WHAT IS EXPECTED
Rewrite the lines beginning with the one containing "locate brick wall." and ending after the one containing "[927,271,951,301]", replacing "retail photo" with "store image" and keeping everything else the same. Give back only those lines.

DATA FOR THIS EXERCISE
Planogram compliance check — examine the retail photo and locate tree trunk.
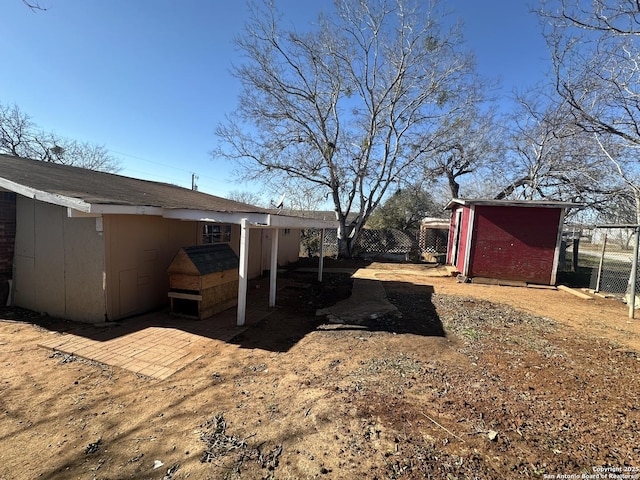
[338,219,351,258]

* * *

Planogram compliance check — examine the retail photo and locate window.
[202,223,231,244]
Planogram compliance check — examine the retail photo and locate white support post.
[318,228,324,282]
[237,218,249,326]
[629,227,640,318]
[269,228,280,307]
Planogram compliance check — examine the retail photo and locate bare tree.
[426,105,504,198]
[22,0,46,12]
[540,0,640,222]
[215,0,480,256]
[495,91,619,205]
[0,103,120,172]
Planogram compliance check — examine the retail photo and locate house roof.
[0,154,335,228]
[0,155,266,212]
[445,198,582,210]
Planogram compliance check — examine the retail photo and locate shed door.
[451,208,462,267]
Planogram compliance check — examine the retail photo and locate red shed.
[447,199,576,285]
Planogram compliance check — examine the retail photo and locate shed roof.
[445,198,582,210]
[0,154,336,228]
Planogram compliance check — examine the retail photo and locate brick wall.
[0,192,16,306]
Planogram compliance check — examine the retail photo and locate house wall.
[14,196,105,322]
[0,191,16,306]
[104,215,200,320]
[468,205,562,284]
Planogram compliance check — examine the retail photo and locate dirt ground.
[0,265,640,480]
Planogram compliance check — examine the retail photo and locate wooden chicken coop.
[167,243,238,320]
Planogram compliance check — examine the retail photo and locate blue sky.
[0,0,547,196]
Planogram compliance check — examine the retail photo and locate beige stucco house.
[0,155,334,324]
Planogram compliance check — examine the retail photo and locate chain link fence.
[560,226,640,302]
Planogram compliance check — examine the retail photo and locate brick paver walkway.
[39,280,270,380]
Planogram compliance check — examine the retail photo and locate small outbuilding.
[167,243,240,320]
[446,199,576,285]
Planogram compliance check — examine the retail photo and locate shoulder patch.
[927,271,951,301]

* * *

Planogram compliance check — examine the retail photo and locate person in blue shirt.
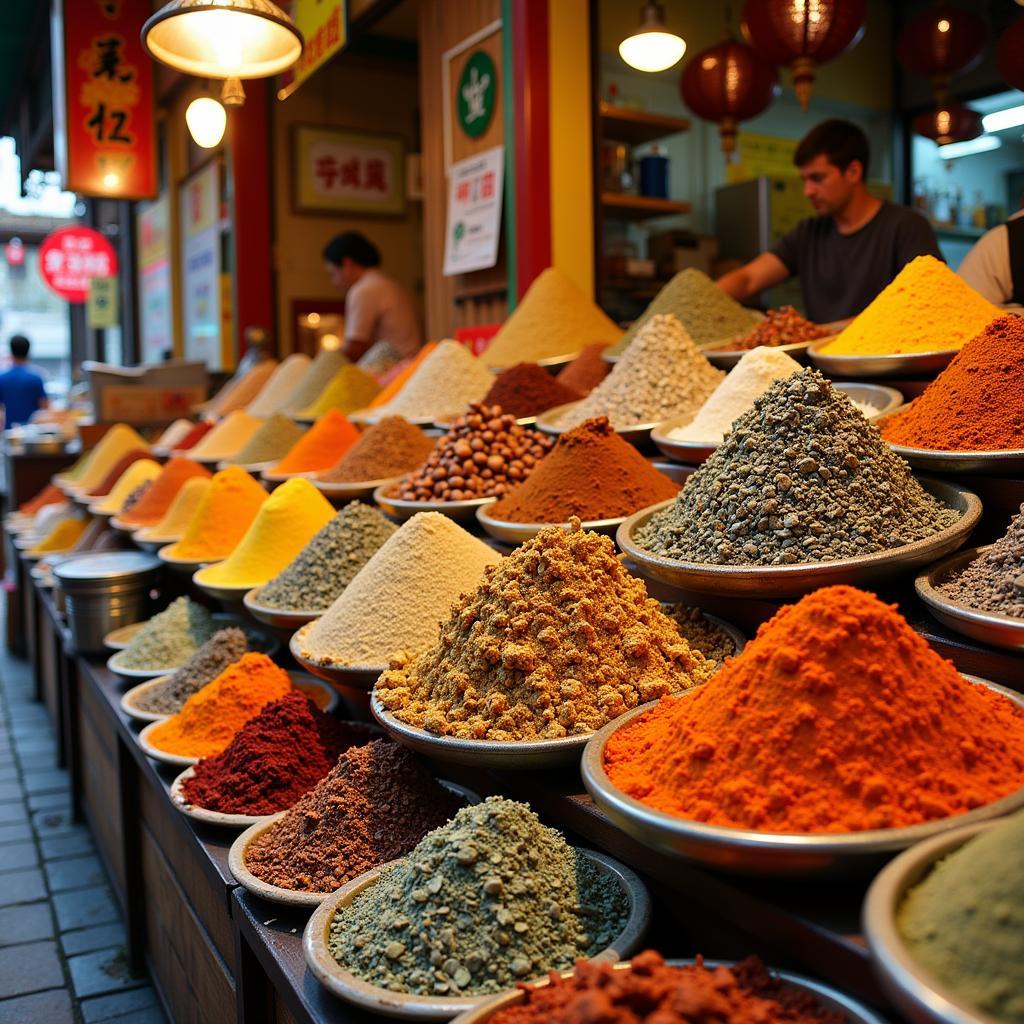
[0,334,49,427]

REPLY TO THE TASK
Planogram compliance check — examine the store image and locate brick wall.
[0,192,16,306]
Planogram compliance check — examine the store image and locate house wall.
[14,196,105,322]
[0,191,16,306]
[104,215,200,320]
[468,205,562,284]
Planogram compliance check — examine the store image and locate dirt ground.
[0,265,640,480]
Planogram compliance check — examine the store image and locate wooden chicken coop.
[167,243,238,320]
Planogram compliance check — examine the store image and locate blue sky.
[0,0,547,196]
Planogram compliance check — examine the store image and locate beige stucco house.
[0,155,334,324]
Planogram compliance check — examine the store image and locate chain link fence.
[560,226,640,302]
Planogram compliance check — examine the store image and locate brick paver walkway.
[39,280,270,380]
Planogram compliance check — examine the store image and locate small outbuilding.
[167,243,240,320]
[446,199,576,285]
Planogram compliance check — examine the store image and locate shoulder patch.
[927,271,951,301]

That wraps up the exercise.